▶ **Extrait**:
Des changements majeurs à la Constitution de l’Inde?

Une commission d’enquête sur la Constitution a mis plus de deux ans pour faire des recommandations, que les critiques estiment superficielles.

PAR PRASENJIT MAITI

En Inde, une commission présente des propositions radicales visant à amender la Constitution. Ces changements pourraient avoir des conséquences majeures sur le Parlement de l’Union, les assemblées législatives d’état, le système électoral et l’appareil judiciaire. Le chef de la Commission d’enquête sur la Constitution, M.N. Venkatachaliah, ancien juge en chef, a remis le 31 mars son rapport final au gouvernement fédéral. Mais l’encre n’était pas encore sèche que les critiques estimaient déjà inadéquates les propositions de la Commission.

Au niveau du parlement, la Commission recommande d’élire le premier ministre du pays et celui de chaque état au sein de leur corps législatif, et d’interdire aux représentants d’un parti ou d’une coalition de changer de camp, individuellement ou en masse. Pour résoudre le problème de la corruption au Parlement, le rapport propose de changer l’immunité parlementaire de façon à en exclure l’acceptation de pots-de-vin pour voter ou prendre la parole au Parlement, et d’interdire aux représentants de se porter candidat à une charge publique pendant une année, s’ils sont accusés d’une infraction passible d’une peine d’emprisonnement de cinq ans.

▶ **Tâches à réaliser**:
- 1) Extrayez de la liste chaque ligne contenant le mot « niqab ».
- 2) Poursuivez l'article sur la Constitution de l'Inde à partir de sa dernière phrase.
La liste n'a aucun rapport avec l'article.

(Enregistrements conservés)

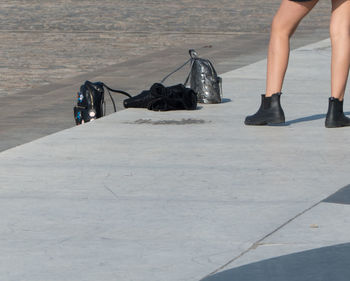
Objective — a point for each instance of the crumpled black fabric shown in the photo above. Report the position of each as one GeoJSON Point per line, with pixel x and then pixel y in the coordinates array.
{"type": "Point", "coordinates": [161, 98]}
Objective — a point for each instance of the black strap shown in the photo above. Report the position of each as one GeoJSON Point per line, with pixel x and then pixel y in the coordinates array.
{"type": "Point", "coordinates": [109, 90]}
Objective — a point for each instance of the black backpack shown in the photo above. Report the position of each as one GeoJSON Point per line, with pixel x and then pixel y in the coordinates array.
{"type": "Point", "coordinates": [161, 98]}
{"type": "Point", "coordinates": [91, 102]}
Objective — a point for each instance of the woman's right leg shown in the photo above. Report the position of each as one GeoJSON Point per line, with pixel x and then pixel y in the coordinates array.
{"type": "Point", "coordinates": [283, 26]}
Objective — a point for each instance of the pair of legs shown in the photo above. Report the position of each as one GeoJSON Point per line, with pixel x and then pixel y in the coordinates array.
{"type": "Point", "coordinates": [283, 26]}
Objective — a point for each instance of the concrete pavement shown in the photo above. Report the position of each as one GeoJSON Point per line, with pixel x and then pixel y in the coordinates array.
{"type": "Point", "coordinates": [187, 195]}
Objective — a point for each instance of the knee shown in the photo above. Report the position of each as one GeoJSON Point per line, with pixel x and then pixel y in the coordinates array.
{"type": "Point", "coordinates": [339, 30]}
{"type": "Point", "coordinates": [279, 28]}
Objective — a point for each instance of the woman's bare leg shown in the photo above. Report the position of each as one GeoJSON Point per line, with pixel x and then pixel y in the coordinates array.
{"type": "Point", "coordinates": [283, 26]}
{"type": "Point", "coordinates": [340, 38]}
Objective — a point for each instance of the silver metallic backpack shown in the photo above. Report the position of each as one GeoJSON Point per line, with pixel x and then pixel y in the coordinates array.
{"type": "Point", "coordinates": [202, 79]}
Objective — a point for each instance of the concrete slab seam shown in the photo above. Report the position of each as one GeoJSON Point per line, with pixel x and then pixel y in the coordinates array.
{"type": "Point", "coordinates": [258, 243]}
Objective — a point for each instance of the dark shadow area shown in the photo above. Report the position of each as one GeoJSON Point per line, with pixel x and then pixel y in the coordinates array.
{"type": "Point", "coordinates": [340, 197]}
{"type": "Point", "coordinates": [225, 100]}
{"type": "Point", "coordinates": [322, 264]}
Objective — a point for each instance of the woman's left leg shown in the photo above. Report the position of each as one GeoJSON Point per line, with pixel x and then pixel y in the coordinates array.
{"type": "Point", "coordinates": [340, 38]}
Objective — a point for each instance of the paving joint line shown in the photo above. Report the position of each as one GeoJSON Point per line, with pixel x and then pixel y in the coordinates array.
{"type": "Point", "coordinates": [256, 244]}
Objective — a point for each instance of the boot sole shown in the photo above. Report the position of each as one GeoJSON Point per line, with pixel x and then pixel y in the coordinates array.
{"type": "Point", "coordinates": [330, 126]}
{"type": "Point", "coordinates": [264, 123]}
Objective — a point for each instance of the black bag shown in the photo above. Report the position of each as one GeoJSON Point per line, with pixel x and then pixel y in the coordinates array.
{"type": "Point", "coordinates": [91, 103]}
{"type": "Point", "coordinates": [161, 98]}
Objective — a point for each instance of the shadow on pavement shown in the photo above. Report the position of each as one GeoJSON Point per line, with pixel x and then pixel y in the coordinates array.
{"type": "Point", "coordinates": [327, 263]}
{"type": "Point", "coordinates": [340, 197]}
{"type": "Point", "coordinates": [308, 118]}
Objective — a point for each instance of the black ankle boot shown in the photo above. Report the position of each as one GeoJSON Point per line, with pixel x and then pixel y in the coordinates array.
{"type": "Point", "coordinates": [335, 115]}
{"type": "Point", "coordinates": [270, 112]}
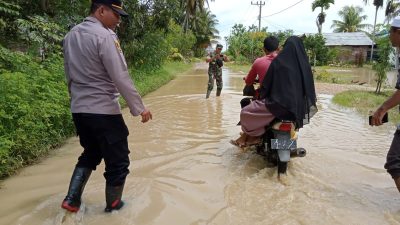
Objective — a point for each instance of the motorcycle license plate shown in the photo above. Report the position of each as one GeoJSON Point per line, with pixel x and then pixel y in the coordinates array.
{"type": "Point", "coordinates": [283, 143]}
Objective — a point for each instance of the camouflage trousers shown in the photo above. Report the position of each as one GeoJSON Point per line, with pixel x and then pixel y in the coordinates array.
{"type": "Point", "coordinates": [217, 75]}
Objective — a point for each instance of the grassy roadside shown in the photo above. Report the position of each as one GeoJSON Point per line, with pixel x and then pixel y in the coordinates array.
{"type": "Point", "coordinates": [35, 117]}
{"type": "Point", "coordinates": [365, 101]}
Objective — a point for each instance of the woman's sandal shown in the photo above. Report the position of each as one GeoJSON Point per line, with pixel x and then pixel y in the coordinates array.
{"type": "Point", "coordinates": [254, 142]}
{"type": "Point", "coordinates": [236, 143]}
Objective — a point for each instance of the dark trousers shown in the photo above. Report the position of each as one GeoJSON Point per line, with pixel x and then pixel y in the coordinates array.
{"type": "Point", "coordinates": [104, 137]}
{"type": "Point", "coordinates": [393, 157]}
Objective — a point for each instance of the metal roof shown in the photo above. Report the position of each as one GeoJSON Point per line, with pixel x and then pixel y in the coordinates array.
{"type": "Point", "coordinates": [347, 39]}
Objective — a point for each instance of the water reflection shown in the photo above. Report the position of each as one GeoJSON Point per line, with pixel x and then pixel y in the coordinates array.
{"type": "Point", "coordinates": [184, 171]}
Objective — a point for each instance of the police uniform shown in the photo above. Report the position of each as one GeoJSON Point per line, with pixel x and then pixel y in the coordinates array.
{"type": "Point", "coordinates": [97, 73]}
{"type": "Point", "coordinates": [214, 72]}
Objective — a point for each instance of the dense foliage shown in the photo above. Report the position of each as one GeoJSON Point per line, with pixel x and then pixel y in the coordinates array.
{"type": "Point", "coordinates": [34, 103]}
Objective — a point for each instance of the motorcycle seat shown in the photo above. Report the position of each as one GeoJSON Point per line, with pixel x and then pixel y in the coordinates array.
{"type": "Point", "coordinates": [286, 126]}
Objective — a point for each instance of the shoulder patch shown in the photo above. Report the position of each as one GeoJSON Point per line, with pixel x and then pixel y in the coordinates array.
{"type": "Point", "coordinates": [118, 46]}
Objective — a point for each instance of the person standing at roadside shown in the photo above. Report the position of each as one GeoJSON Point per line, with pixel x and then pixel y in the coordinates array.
{"type": "Point", "coordinates": [97, 73]}
{"type": "Point", "coordinates": [215, 60]}
{"type": "Point", "coordinates": [392, 164]}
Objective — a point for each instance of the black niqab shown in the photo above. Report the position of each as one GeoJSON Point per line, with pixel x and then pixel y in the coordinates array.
{"type": "Point", "coordinates": [288, 87]}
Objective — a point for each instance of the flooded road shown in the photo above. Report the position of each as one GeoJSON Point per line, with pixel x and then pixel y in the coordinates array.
{"type": "Point", "coordinates": [184, 171]}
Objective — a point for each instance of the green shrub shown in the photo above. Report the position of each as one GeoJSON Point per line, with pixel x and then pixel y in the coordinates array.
{"type": "Point", "coordinates": [34, 115]}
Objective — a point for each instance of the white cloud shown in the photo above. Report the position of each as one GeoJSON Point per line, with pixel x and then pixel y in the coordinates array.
{"type": "Point", "coordinates": [299, 18]}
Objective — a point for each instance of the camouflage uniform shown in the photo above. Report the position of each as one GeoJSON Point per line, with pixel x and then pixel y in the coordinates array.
{"type": "Point", "coordinates": [214, 72]}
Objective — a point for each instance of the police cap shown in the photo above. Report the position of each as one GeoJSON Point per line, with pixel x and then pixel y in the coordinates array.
{"type": "Point", "coordinates": [115, 5]}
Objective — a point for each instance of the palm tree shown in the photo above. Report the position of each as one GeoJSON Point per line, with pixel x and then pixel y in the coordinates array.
{"type": "Point", "coordinates": [392, 9]}
{"type": "Point", "coordinates": [377, 4]}
{"type": "Point", "coordinates": [191, 7]}
{"type": "Point", "coordinates": [351, 20]}
{"type": "Point", "coordinates": [323, 4]}
{"type": "Point", "coordinates": [203, 27]}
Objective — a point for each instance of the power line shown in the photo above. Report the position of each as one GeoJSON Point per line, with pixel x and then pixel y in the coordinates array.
{"type": "Point", "coordinates": [284, 9]}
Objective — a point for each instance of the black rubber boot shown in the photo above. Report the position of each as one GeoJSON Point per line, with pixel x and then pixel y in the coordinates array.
{"type": "Point", "coordinates": [79, 178]}
{"type": "Point", "coordinates": [219, 92]}
{"type": "Point", "coordinates": [113, 198]}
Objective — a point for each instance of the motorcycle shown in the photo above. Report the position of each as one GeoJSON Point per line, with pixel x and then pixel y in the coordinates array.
{"type": "Point", "coordinates": [279, 142]}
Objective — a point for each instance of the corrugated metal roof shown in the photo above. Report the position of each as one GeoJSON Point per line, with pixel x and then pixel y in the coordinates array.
{"type": "Point", "coordinates": [347, 39]}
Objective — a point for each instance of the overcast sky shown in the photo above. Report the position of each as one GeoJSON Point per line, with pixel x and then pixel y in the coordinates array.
{"type": "Point", "coordinates": [298, 18]}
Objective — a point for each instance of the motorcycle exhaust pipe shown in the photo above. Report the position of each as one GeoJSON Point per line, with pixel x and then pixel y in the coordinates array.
{"type": "Point", "coordinates": [298, 152]}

▶ **Résultats**:
- 1)
Objective — a point for each instance of the black niqab shown in the photo above. Report the position of each as one GeoJSON Point per line, with pixel x and then pixel y in the coordinates array.

- 2)
Sur la question des divisions sectaires, le rapport recommande de proscrire les campagnes électorales fondées sur les castes ou la religion, de traiter sikhisme, bouddhisme et jaïnisme comme des religions différentes de l’hindouisme dans la Constitution, et de créer des tribunaux qui renforceraient le contingentement des emplois destinés aux castes défavorisées (qui comptent 270 millions d’âmes), dans les secteurs public et bancaire.

En matière de pouvoirs économiques, la Commission propose de limiter les expropriations légales par l’État aux projets d’intérêt public, d’établir une Commission interétatique sur le commerce, et de définir les compétences fiscales de l’Union et des états.

En tout, la Commission propose 249 amendements, ce qui serait inimaginable dans nombre d’autres pays fédérés, car il faudrait organiser des référendums ou obtenir le consentement des unités constituantes. Mais en Inde, un vote de deux tiers des membres des deux assemblées législatives suffit, à condition qu’une majorité des membres de chaque assemblée soient présents.

La Commission a débuté ses travaux en janvier 2000; elle devait remettre son rapport un an plus tard, mais on lui a accordé un délai de huit mois pour le compléter [cf. Fédérations, vol. 1, n° 4, mai 2001]. En fait, il aura fallu sept mois de plus.

Les médias ont aussitôt pris à partie ce rapport, accusant ses auteurs de choisir des modifications superficielles plutôt que de tracer une nouvelle voie pour la culture politique fédérale de l’Inde et d’intégrer les réseaux de gouvernance décentralisée.

Comment représenter les masses

Aujourd’hui, l’Inde connaît une démocratie pluriculturelle, multipartite et fracturée. L’une des grandes questions est de savoir s’il faut remplacer le système uninominal majoritaire à un tour au niveau fédéral. Les critiques soutiennent que ce système convient mieux aux régimes à deux partis, comme aux États-Unis ou en Angleterre, et qu’une forme de représentation proportionnelle serait préférable.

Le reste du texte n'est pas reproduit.